SOURCE EXTRACT —
------------------------------------------------------------------------

Are there an identifiable number of discrete gangs that are coherent and organized.
The estimates say there's somewhere around two hundred different arm groups in the capitol and surrounding area, and traditionally, over the last number of years, they've largely been consolidated with some disparate actors under two broad coalitions that have largely been fighting one another over the last couple of years. And the big change that we've seen in the last few weeks is that they have all now apparently begun coordinating together and are working together instead of fighting one another, and have turned their guns.
On the state itself.
And so that is obviously a significant change from what had happened before and has led to what we've seen in terms of attacks on police stations, the National Penitentiary, the prison and state institutions themselves.
As I understand it, this sort of began to coalesce in October of twenty one with a coalition of nine prominent gangs that became known as the g Nine and it's leaders a former police officer Jimmy Cherizier, who's known as Barbecue. I mean, if this is almost like a movie. To what degree are the gangs beginning to create a coherence structure that could in fact directly compete with the state for control of the country.
It's a good question, an important one.
I think there's a lot of things we don't know here, and the situation remains incredibly influx and so I'm going to be careful not to give too many predictions about the future because things are changing hour to hour on the ground and putting together arm groups that two weeks ago we're fighting each other and now are ostensibly fighting to overthrow the system and change the state. That is obviously a very fraught thing with internal difficulties, in competition for power, and different interests behind each actor, and so what their ultimate end goal is I think remains very unclear. And mentioned the political connections, and I think this is the reality that's even happening right now, and it's very clear to see there's a sort of perception that these arm groups are seeking to take over the state themselves right now or exercising state control. Neither of those seems to be true as far as I can tell. Their political support seems to be for this individual Gi Philippe, who has been sort of putting forth his own government to take power in the midst of this transition process that is slowly forming taking shape over the last couple of weeks. And so there seems to be a direct at least coordination, if not outright direct organizational relationship between the arm groups and these political actors such as g Philip who were seeking to take power for themselves.

------------------------------------------------------------------------

ENTRIES SUPPLIED —

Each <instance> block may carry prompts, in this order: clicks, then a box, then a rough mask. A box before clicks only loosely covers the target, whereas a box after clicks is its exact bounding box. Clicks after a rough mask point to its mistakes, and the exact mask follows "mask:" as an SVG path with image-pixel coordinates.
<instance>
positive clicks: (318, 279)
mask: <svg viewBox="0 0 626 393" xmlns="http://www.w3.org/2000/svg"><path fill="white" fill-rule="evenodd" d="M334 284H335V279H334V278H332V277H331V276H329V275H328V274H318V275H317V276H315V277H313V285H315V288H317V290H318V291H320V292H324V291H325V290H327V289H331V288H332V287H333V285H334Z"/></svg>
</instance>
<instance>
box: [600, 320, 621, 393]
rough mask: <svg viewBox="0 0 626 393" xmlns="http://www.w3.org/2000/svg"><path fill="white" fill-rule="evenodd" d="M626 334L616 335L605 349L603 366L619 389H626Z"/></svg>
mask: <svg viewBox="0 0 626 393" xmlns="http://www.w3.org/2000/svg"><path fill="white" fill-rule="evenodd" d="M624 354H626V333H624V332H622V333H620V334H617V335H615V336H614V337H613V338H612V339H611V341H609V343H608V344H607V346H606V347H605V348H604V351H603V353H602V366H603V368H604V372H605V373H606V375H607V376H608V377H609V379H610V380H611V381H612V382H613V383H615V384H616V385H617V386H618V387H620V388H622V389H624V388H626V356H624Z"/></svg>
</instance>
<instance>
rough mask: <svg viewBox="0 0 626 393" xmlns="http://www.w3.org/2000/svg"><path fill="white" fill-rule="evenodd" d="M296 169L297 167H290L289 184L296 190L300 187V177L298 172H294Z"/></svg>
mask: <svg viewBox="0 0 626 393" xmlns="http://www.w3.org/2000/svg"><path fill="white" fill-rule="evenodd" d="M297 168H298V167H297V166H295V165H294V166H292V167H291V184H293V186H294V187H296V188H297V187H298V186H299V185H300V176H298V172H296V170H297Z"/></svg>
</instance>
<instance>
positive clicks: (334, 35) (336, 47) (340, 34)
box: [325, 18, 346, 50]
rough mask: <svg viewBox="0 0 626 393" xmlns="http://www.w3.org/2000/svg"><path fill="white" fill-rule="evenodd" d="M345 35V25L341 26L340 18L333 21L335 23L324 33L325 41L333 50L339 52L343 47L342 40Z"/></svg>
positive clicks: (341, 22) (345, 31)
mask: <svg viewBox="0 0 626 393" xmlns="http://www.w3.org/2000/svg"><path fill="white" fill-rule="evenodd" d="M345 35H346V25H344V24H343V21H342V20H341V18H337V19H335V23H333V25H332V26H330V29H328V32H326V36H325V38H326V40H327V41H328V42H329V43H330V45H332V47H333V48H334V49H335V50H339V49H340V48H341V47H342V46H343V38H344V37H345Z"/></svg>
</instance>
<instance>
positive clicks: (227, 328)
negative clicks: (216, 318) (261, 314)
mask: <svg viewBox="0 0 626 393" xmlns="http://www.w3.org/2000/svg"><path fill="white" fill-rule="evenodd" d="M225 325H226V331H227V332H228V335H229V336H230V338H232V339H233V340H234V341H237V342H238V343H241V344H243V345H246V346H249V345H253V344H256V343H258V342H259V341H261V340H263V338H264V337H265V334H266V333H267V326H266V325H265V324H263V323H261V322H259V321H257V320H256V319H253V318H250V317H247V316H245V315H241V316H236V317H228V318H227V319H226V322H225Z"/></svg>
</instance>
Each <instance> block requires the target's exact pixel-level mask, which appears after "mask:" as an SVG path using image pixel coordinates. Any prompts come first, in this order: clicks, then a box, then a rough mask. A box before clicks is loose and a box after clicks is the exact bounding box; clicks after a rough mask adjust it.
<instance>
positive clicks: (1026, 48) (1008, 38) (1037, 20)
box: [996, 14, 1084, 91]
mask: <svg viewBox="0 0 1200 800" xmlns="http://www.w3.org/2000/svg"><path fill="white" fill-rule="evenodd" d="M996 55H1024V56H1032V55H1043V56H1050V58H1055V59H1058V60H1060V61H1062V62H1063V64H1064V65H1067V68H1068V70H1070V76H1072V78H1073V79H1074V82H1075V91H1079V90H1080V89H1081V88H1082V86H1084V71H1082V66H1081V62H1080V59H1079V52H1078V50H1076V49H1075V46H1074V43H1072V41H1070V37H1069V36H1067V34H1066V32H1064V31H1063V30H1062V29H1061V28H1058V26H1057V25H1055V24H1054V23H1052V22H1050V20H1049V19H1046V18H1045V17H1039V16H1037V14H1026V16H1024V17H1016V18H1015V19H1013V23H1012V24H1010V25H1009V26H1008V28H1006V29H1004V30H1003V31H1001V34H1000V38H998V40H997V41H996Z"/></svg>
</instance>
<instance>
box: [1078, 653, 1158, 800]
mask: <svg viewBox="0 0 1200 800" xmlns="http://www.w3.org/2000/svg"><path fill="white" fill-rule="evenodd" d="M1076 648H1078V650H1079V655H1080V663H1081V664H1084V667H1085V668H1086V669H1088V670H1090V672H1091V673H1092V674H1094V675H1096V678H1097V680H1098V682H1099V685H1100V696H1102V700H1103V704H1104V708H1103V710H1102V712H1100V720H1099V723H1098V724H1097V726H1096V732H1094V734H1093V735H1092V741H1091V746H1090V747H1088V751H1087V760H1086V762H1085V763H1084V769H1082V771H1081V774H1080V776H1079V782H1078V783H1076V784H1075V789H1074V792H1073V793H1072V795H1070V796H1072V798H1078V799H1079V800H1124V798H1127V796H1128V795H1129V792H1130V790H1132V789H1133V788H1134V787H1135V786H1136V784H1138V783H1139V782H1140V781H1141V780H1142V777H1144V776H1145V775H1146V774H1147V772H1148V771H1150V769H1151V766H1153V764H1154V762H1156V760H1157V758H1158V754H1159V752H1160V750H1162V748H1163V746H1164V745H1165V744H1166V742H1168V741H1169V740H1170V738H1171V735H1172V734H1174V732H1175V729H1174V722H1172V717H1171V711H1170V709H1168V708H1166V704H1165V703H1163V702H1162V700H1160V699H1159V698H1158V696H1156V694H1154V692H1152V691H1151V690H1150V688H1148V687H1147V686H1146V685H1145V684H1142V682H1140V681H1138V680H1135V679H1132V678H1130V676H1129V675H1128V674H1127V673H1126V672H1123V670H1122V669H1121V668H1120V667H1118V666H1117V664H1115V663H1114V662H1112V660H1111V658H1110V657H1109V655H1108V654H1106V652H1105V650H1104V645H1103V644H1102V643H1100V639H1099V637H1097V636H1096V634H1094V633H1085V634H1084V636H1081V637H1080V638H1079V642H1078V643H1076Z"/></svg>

------------------------------------------------------------------------

In the interview transcript about the gangs, what nickname is the former police officer Jimmy Cherizier known by?

ANSWER SPACE —
Barbecue